> _DIRECTIONS FOR THIS TASK_
Recast all of the rows below as a numbered list, leaving out any blank lines.

> _INFORMATION GIVEN_
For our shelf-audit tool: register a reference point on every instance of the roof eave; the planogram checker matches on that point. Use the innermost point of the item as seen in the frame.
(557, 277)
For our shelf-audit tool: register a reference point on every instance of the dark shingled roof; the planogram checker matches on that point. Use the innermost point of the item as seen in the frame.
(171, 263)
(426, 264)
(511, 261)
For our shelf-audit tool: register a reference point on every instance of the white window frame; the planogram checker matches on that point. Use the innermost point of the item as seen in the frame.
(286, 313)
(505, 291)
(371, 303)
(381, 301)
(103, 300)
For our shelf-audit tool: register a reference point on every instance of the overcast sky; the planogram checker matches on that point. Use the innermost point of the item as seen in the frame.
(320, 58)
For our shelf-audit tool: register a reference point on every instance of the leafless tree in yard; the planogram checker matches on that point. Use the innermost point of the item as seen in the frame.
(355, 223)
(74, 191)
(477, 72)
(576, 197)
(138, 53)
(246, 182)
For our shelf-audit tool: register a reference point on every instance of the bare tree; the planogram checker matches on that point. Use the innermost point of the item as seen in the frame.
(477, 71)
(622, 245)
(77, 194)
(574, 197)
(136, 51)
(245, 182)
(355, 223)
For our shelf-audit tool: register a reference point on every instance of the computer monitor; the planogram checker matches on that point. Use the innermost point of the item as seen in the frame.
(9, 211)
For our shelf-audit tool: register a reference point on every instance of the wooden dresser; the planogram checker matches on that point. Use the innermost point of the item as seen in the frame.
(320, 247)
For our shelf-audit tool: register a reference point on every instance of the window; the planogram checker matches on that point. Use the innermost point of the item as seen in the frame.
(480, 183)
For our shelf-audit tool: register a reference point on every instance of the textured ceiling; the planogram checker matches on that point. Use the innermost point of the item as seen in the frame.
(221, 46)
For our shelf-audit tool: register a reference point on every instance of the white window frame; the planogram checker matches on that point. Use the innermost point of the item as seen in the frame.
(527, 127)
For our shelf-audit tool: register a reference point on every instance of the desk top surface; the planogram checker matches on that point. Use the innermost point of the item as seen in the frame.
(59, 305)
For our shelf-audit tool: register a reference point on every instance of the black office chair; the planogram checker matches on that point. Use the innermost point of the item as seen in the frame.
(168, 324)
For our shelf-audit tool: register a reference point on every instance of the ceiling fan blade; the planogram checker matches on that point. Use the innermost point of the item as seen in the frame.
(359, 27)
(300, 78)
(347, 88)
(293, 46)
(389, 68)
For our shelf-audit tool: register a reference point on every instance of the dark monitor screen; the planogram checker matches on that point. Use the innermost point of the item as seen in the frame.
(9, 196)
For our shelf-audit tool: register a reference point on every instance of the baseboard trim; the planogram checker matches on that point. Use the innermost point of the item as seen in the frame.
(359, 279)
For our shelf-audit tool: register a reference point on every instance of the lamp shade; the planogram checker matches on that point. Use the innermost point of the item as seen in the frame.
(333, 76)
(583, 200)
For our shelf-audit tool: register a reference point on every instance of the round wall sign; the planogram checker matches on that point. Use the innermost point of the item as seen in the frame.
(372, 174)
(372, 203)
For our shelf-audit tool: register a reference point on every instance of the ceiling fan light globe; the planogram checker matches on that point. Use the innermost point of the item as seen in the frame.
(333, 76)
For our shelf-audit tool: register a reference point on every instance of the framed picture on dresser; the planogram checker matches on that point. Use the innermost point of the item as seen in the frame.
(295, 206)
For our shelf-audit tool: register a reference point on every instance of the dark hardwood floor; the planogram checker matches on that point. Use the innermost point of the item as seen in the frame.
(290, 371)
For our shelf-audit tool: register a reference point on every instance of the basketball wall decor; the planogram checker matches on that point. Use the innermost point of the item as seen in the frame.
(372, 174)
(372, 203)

> _FINISHED EXERCISE_
1. For our shelf-audit tool: register a reference point on every instance of the roof eave; the planogram checker matches on that point. Use the innermost point of the item as seen in the frame.
2. (557, 277)
3. For our shelf-audit tool: register a reference point on every instance of the dark shingled roof; the planogram checker matches on that point. Use the innermost point of the item as seen in the frame.
4. (171, 263)
5. (426, 264)
6. (511, 261)
7. For our shelf-audit tool: register a reference point on every instance of the white window frame; the planogram checker matches on that point. Use the innermost point of the item as seen in the frame.
8. (286, 313)
9. (505, 291)
10. (371, 303)
11. (381, 301)
12. (103, 300)
13. For our shelf-audit tool: register a reference point on every instance of the overcast sky; the planogram checker matches on that point. Use the innermost point of the item as seen in the frame.
14. (320, 58)
15. For our shelf-audit tool: register a reference point on every instance of the leafless tree in yard; the planogram checker matches on that point. Use the innermost point of the item as seen in the frame.
16. (355, 223)
17. (74, 191)
18. (477, 72)
19. (576, 197)
20. (138, 53)
21. (246, 182)
22. For our shelf-audit tool: register a reference point on every instance of the bare tree; the planogram checker matches on that point. Use the innermost point of the item as seen in the frame.
23. (477, 71)
24. (622, 245)
25. (77, 194)
26. (574, 197)
27. (136, 51)
28. (245, 182)
29. (355, 223)
30. For our shelf-audit tool: register a reference point on every instance of the computer monitor; the planogram checker matches on that point. Use the innermost point of the item as seen in the frame.
31. (9, 211)
32. For our shelf-audit tool: register a reference point on every instance of the wooden dresser; the planogram checker matches on that point. Use the innermost point of the item as seen in the frame.
33. (320, 247)
34. For our shelf-audit tool: register a reference point on every instance of the window; the planogram checker matches on that point. Use the innermost point of the item as seen in the frame.
35. (480, 183)
36. For our shelf-audit tool: register a reference point on every instance of the textured ceiling; the planogram checker matches on that point. Use the innermost point of the item as seen in the frame.
37. (221, 46)
38. For our shelf-audit tool: register a reference point on every instance of the white window frame; the planogram checker matches on that point. Use the innermost point of the item as seen in the frame.
39. (527, 127)
40. For our shelf-audit tool: register a reference point on every instance of the desk top surface; the planogram checker matches on that point. Use the innermost point of the item as seen in the frame.
41. (59, 305)
42. For our shelf-audit tool: register a reference point on every instance of the black office chair; the planogram checker matches on that point. Use the innermost point of the item as seen in the frame.
43. (168, 324)
44. For our shelf-audit tool: register a reference point on every instance of the ceiling fan blade; the planogram checker matches on that point. Use the innermost point of the item as seen in the frame.
45. (359, 27)
46. (300, 78)
47. (347, 88)
48. (293, 46)
49. (389, 68)
50. For our shelf-audit tool: register a reference point on every instance of the dark monitor screen; the planogram checker matches on that point. Use the innermost point of the item as seen in the frame.
51. (9, 196)
52. For our shelf-audit tool: register a reference point on every instance of the baseboard trim; the planogram checker matches on that point. Use the innermost point of the item as seen in the frame.
53. (359, 279)
54. For our shelf-audit tool: register a reference point on every instance of the lamp shade; the planogram checker matches on that point. Use the innermost point of the item as seen in the frame.
55. (333, 76)
56. (583, 200)
57. For our shelf-audit tool: register a reference point on every instance of the round wall sign; the planogram checker matches on that point. Use the innermost point of the item as seen in the frame.
58. (372, 174)
59. (372, 203)
60. For our shelf-audit tool: register a reference point on every instance of the ceiling fan light globe; the planogram checker matches on that point. Use the innermost point of the item as seen in the frame.
61. (333, 76)
62. For our shelf-audit tool: register a reference point on every instance of the framed picture on dresser; the planogram checker matches on that point. Use the innermost point of the item as seen in the frame.
63. (295, 206)
64. For our shelf-audit tool: register a reference point on every instance of the dark hardwood floor; the planogram checker matches on that point. Use the innermost point of the item as seen in the frame.
65. (290, 371)
66. For our shelf-audit tool: register a reference point on every instance of the basketball wall decor; the planogram checker matches on that point. Use the innermost point of the item as seen in the frame.
67. (372, 174)
68. (372, 203)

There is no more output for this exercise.